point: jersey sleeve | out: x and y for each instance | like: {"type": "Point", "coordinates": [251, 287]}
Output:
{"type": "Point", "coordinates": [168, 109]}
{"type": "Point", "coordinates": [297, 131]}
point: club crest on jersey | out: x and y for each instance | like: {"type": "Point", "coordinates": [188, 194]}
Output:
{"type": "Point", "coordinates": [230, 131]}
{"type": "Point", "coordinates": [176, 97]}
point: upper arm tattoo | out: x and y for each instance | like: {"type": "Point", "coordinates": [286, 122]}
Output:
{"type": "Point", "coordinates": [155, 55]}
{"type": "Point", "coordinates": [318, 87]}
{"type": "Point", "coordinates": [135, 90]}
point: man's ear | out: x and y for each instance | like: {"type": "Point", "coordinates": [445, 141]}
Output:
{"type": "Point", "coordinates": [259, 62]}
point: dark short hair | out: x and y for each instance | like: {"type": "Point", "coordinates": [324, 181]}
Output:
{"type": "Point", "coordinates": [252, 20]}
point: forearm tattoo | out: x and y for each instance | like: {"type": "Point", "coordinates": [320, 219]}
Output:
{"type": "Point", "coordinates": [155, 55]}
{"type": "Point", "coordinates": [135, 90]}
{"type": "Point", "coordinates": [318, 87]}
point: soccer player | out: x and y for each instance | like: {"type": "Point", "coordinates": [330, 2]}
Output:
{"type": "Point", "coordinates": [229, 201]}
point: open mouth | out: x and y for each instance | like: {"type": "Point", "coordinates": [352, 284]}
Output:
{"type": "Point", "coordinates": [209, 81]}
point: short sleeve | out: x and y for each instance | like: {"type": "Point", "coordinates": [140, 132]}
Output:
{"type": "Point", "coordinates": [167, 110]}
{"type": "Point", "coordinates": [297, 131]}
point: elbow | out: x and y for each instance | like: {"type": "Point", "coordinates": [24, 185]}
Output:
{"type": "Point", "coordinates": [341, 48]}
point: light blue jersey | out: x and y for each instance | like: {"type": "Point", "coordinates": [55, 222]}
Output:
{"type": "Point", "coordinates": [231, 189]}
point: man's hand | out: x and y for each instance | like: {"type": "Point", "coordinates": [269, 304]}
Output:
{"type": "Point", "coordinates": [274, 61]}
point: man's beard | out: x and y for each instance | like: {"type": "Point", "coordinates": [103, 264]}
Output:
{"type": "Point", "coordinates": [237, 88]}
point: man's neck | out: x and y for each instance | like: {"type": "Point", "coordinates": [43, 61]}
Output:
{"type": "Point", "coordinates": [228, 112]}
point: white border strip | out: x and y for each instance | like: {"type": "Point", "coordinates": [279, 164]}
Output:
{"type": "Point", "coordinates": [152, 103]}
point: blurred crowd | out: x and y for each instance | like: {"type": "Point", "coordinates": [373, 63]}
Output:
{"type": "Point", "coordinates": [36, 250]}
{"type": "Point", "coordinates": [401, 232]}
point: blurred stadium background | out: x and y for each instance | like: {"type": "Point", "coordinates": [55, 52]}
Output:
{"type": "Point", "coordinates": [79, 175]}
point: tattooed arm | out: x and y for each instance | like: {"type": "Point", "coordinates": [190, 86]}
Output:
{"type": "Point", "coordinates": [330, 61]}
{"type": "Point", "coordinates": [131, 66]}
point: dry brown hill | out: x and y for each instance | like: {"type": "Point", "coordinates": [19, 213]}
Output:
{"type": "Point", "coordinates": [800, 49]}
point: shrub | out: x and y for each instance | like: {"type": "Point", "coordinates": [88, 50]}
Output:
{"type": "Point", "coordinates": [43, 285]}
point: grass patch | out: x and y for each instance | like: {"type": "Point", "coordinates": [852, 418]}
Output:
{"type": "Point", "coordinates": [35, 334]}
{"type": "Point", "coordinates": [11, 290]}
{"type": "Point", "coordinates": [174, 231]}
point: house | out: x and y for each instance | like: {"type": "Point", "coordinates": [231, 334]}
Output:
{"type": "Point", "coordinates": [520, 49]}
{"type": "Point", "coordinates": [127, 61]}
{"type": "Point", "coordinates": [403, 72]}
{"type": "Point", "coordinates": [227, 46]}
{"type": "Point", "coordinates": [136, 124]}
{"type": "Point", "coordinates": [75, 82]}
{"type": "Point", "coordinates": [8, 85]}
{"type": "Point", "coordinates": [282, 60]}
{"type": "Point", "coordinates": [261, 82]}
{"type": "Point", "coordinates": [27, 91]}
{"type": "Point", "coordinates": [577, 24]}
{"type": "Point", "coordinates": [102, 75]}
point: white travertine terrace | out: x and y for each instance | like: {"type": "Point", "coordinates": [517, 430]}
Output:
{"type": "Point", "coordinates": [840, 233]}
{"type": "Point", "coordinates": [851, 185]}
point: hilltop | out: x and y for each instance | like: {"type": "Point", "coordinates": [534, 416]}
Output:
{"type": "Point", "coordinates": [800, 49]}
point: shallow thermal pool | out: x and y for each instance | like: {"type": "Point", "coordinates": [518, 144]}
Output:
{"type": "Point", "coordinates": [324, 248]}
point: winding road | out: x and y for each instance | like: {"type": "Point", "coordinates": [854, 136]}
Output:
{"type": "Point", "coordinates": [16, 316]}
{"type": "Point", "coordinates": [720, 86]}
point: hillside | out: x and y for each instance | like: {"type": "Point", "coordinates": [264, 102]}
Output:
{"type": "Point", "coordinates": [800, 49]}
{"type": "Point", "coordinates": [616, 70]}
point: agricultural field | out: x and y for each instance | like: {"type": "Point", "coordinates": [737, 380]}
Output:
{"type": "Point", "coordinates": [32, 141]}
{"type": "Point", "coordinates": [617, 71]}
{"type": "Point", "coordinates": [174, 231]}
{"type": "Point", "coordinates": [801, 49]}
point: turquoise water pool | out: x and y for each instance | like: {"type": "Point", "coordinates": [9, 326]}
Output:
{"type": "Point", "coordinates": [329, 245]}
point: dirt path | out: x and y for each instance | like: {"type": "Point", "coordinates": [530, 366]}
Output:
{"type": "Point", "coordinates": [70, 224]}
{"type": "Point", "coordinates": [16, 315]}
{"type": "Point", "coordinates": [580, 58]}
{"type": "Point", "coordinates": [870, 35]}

· · · · · · ·

■ WHAT IS ASKED ■
From the line containing "point: turquoise water" through the final line of the listing above, retype every line exactly; leave out everything else.

■ FULL ANSWER ■
point: turquoise water pool | out: x and y for each instance | like: {"type": "Point", "coordinates": [9, 326]}
Output:
{"type": "Point", "coordinates": [329, 245]}
point: dirt path | out: x and y for each instance | like: {"type": "Point", "coordinates": [530, 366]}
Output:
{"type": "Point", "coordinates": [70, 224]}
{"type": "Point", "coordinates": [16, 315]}
{"type": "Point", "coordinates": [580, 58]}
{"type": "Point", "coordinates": [870, 35]}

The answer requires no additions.